Excerpt:

Wide vs. Narrow Plans

Here’s another case where you might see intermittently poor performance that is “by design”.  Suppose you see that a delete, insert, or update query in a stored proc usually runs quickly, but occasionally the query takes much longer to complete.  You captured a detailed profiler trace of both the good and bad periods, including the Showplan Statistics event.  The offending delete is in a stored proc, and it couldn’t be simpler: “DELETE FROM t1 WHERE c1 = @p1”.   One of the plans you see for this statement looks like this: 

DELETE FROM t1 WHERE c1 = @p1 
     |–Clustered Index Delete(OBJECT:([mydb].[dbo].[t1].[idx1]), WHERE:([t1].[c1]=[@p1])) 

And the other plan looks something like this: 

DELETE FROM t1 WHERE c1 = @p1 
          |–Index Delete(OBJECT:([mydb].[dbo].[t1].[idx2]))
          |    |–Sort(ORDER BY:([t1].[c2] ASC, [t1].[c1] ASC, [Bmk1000] DESC))
          |         |–Table Spool
          |              |–Clustered Index Delete(OBJECT:([mydb].[dbo].[t1].[idx1]), WHERE:([t1].[c1]=[@p1]))
          |–Index Delete(OBJECT:([mydb].[dbo].[t1].[idx3]))
          |    |–Sort(ORDER BY:([t1].[c3] ASC, [t1].[c1] ASC, [Bmk1000] DESC))
          |         |–Table Spool
          |–Index Delete(OBJECT:([mydb].[dbo].[t1].[idx4]))
               |–Sort(ORDER BY:([t1].[c2] ASC, [t1].[c3] ASC, [t1].[c1] ASC, [Bmk1000] DESC))
                    |–Table Spool

(The number of branches may vary — there will be one for each nonclustered index.)

These are two very different-looking plans for the same, very simple (DELETE FROM t1 WHERE c1 = @p1) query.  What’s going on here?

Stated goal 1: Name every index that appears in the second plan shown in the Wide vs. Narrow Plans excerpt.

Given information:
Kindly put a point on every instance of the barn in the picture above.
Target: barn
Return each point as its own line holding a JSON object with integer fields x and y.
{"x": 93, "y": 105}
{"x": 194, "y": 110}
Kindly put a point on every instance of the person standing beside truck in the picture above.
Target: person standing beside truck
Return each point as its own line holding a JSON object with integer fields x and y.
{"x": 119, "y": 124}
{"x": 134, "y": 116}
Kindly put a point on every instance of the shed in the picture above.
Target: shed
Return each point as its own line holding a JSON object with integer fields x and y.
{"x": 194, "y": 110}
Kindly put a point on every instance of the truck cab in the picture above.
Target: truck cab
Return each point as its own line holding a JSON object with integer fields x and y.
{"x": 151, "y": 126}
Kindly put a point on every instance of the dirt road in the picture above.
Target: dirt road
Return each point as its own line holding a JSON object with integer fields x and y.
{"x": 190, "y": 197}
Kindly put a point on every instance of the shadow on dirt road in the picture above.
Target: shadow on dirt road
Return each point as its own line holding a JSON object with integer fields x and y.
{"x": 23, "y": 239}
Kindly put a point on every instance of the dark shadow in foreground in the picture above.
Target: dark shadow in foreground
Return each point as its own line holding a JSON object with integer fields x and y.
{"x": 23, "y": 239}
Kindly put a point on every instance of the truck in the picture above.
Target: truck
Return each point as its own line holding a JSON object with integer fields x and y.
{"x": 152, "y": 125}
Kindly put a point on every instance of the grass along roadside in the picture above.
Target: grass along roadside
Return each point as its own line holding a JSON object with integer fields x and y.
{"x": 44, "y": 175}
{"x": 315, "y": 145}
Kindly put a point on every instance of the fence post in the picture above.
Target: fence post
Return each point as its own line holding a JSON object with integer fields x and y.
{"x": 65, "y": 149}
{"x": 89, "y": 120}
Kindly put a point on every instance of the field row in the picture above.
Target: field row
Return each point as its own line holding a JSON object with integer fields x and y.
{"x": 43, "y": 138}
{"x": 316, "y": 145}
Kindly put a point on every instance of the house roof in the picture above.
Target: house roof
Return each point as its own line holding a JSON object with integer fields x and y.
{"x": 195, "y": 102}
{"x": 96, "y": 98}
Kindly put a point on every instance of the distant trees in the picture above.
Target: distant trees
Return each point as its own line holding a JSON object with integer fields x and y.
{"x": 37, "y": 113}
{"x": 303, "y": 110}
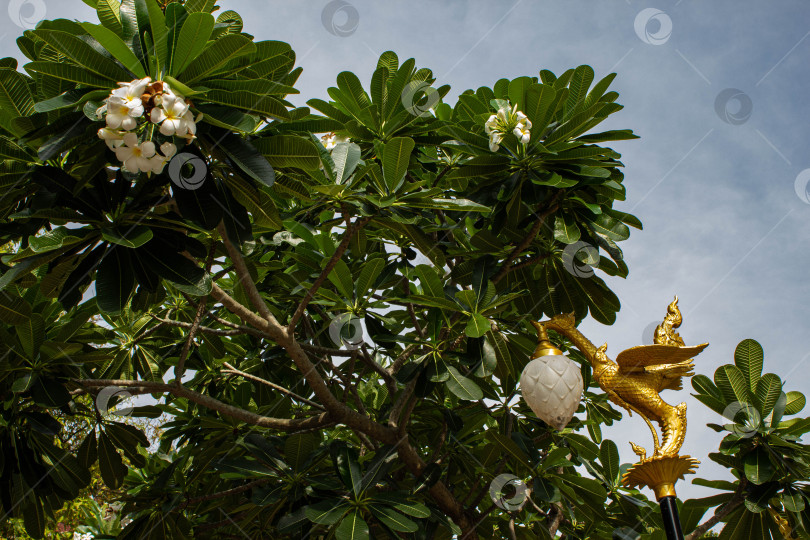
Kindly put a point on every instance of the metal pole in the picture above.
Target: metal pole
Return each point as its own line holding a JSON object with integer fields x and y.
{"x": 672, "y": 523}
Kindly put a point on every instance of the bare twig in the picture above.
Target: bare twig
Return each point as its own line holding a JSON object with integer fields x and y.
{"x": 272, "y": 385}
{"x": 350, "y": 232}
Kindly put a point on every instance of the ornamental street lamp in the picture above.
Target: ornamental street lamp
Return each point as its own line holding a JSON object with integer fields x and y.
{"x": 633, "y": 381}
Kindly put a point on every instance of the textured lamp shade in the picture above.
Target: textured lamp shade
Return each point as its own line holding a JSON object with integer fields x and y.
{"x": 551, "y": 384}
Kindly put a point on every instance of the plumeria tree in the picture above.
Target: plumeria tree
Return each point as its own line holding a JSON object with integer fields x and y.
{"x": 328, "y": 306}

Stated goal 2: Collect every line of the entries that contains the string "shadow", copying each one in full.

Expected answer 1: idx1, idx2, idx3, idx4

Expected answer 2:
Kindly put a point on every instance of the shadow on dirt road in the picture above.
Target: shadow on dirt road
Kindly put a point on every instance of the dark shadow in foreground in the picture above.
Target: dark shadow in foreground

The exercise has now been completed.